Collected data entries:

-- Start --

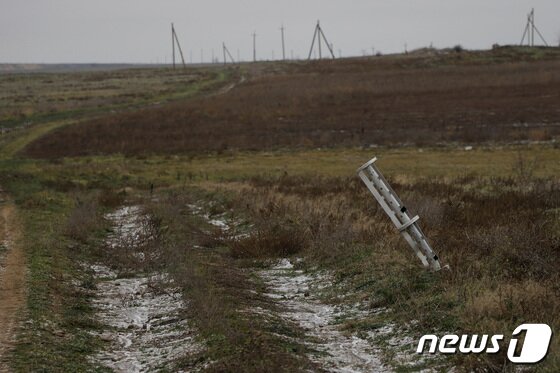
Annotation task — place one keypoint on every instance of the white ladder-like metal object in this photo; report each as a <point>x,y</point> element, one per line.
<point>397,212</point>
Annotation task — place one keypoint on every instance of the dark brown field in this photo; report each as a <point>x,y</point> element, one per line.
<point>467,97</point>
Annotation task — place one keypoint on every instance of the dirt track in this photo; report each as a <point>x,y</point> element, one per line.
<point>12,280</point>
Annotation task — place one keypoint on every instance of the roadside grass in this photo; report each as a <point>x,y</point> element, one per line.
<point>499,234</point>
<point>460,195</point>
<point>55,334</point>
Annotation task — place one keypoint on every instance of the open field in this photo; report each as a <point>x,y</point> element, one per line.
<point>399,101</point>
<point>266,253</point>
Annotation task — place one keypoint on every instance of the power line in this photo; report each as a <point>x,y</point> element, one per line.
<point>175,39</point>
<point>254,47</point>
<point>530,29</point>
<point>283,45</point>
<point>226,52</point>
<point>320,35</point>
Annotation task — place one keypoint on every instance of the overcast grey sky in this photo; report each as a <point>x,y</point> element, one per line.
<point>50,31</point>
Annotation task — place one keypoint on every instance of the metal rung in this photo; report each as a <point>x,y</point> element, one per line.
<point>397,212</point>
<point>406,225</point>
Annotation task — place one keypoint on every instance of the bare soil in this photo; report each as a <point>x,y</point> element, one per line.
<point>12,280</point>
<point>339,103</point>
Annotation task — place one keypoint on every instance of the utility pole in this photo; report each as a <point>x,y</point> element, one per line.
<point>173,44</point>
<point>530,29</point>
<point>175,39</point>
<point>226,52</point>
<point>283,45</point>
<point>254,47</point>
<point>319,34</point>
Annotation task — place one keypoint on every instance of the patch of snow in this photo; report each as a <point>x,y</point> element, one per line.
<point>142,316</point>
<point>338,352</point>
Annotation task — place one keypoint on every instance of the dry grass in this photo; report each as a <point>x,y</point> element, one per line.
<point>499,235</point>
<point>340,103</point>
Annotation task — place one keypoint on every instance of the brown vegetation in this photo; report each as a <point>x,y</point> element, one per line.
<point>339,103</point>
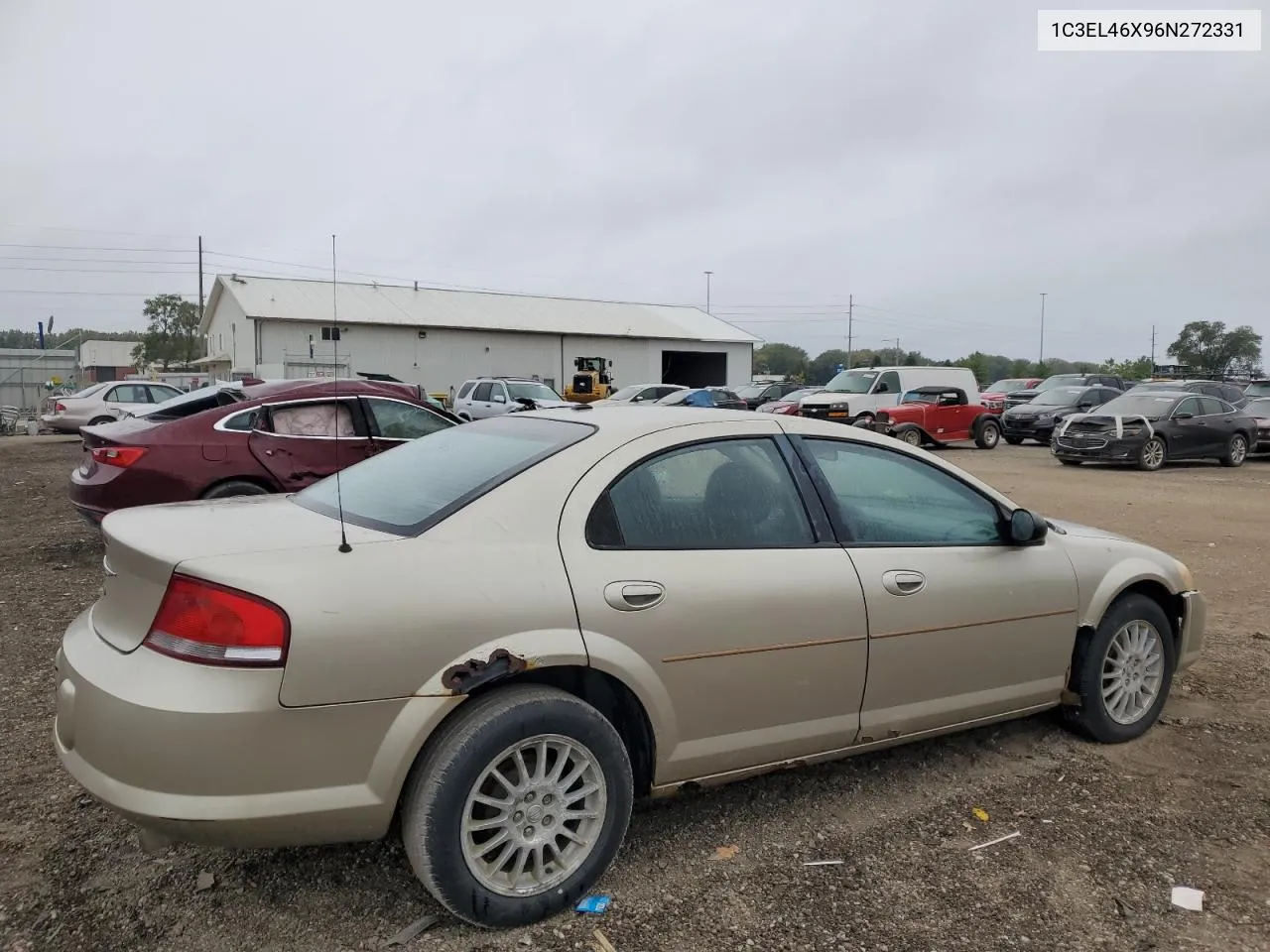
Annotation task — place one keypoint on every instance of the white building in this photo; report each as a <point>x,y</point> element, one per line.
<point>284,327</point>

-- End --

### DIRECTIONS
Rewrite the rows from the line containing "of the utility" through the end of the rows, both inclusive, keeping the requests and shifting every point coordinate in the answers by adding 75 to it. Leave the pictures out.

### REPLY
Annotation task — place one keypoint on every instance of the utility pole in this photo; report each as a <point>x,y</point> element, one per line.
<point>248,119</point>
<point>605,104</point>
<point>250,114</point>
<point>301,127</point>
<point>358,120</point>
<point>329,122</point>
<point>394,109</point>
Annotation task — place one keypoint on every instance of the patch of snow in this photo; report each as a <point>x,y</point> element, one per line.
<point>217,391</point>
<point>413,427</point>
Annotation task — place one keypoint on every instance of the dry grass in this photo; report each as a <point>x,y</point> element, one per line.
<point>574,310</point>
<point>415,178</point>
Annotation task — place one keypoint on every instance of the brown vegetation in this photo; report each as a <point>x,y</point> element, one per line.
<point>414,178</point>
Annotation task — place one keypoint on every instance of the white building in this photo; report each as a <point>x,y</point> element, one per line.
<point>359,402</point>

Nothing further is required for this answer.